Today is a hard day for me. My BABY is one! I cannot believe it. This year has flown by. It seems like just yesterday that I was in preterm labor and freaking out. I remember so clearly being in the hospital and thinking I would have a c-section because Miss J decided to stick her little foot in the birth canal. I was so scared, because she was coming early and because I didn't want surgery. I was relieved when the version worked. I was so disappointed that I didn't get a water birth at the birth center though. Knowing it was my last chance saddened me. I wish I had known about birth centers sooner. I may have had another chance.
Today I'm so conflicted. I am happy for my baby. And my head certainly understands that children grow up. And that we aren't having more children for time, money and space reasons.
But, my heart doesn't understand. My heart doesn't want any of my babies to grow up. Each year is one year closer to them leaving to go out on their own. This terrifies me. I pray that as adults we will still have a good relationship and they will live close. I remember how devastated my grandmother was when our family moved across the country. And she only got to see us twice a year. I pray that my children won't leave me like that! I guess I love knowing that they NEED me right now. One day they won't.
My heart also has a hard time coming to grips with the fact that I'll never be pregnant again. That I'll never experience labor and delivery again. Never have a brand new baby to hold and feed and love. (Or course I pray for grandchildren someday, but it's not the same.) I ache to have another newborn baby. Even if I had 10 children, I'd probably still feel this way. My mom says that she STILL feels the urge to have children sometimes. I guess it's one of those mommy things.
So, I am happy for my forever baby to be one. But, I am still sad that she will be my last baby. And that she has to grow up.
From sweet little preemie 5 lb 10 oz baby girl
To 19 lb one year old little monkey!

**Input data**:

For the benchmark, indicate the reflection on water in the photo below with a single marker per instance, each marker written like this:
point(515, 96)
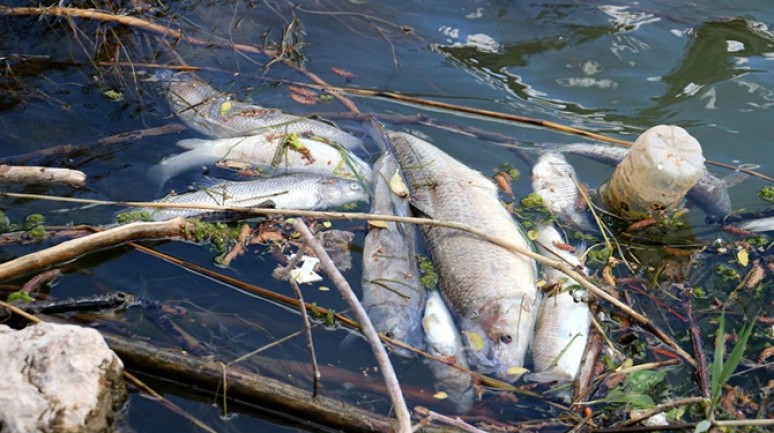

**Tasks to carry out**:
1. Do these statements agree with the birthday post? For each, answer yes or no and quote the words of the post that decide it. (a) The writer got a water birth at the birth center. (b) After the family moved, the writer's grandmother saw them twice a year. (c) The baby weighed 19 lb at one year old.
2. Rewrite the part of the birthday post starting with "But, my heart" and going on through "day they won't.", putting "grandfather" in place of "grandmother".
3. What reasons does the birthday post give for not having more children?
The material has nothing to do with the birthday post.

**Answers for the tasks**:
1.
(a) No: "I was so disappointed that I didn't get a water birth at the birth center though."
(b) Yes: "And she only got to see us twice a year."
(c) Yes: "To 19 lb one year old little monkey!"

2.
But, my heart doesn't understand. My heart doesn't want any of my babies to grow up. Each year is one year closer to them leaving to go out on their own. This terrifies me. I pray that as adults we will still have a good relationship and they will live close. I remember how devastated my grandfather was when our family moved across the country. And she only got to see us twice a year. I pray that my children won't leave me like that! I guess I love knowing that they NEED me right now. One day they won't.

3. Time, money and space.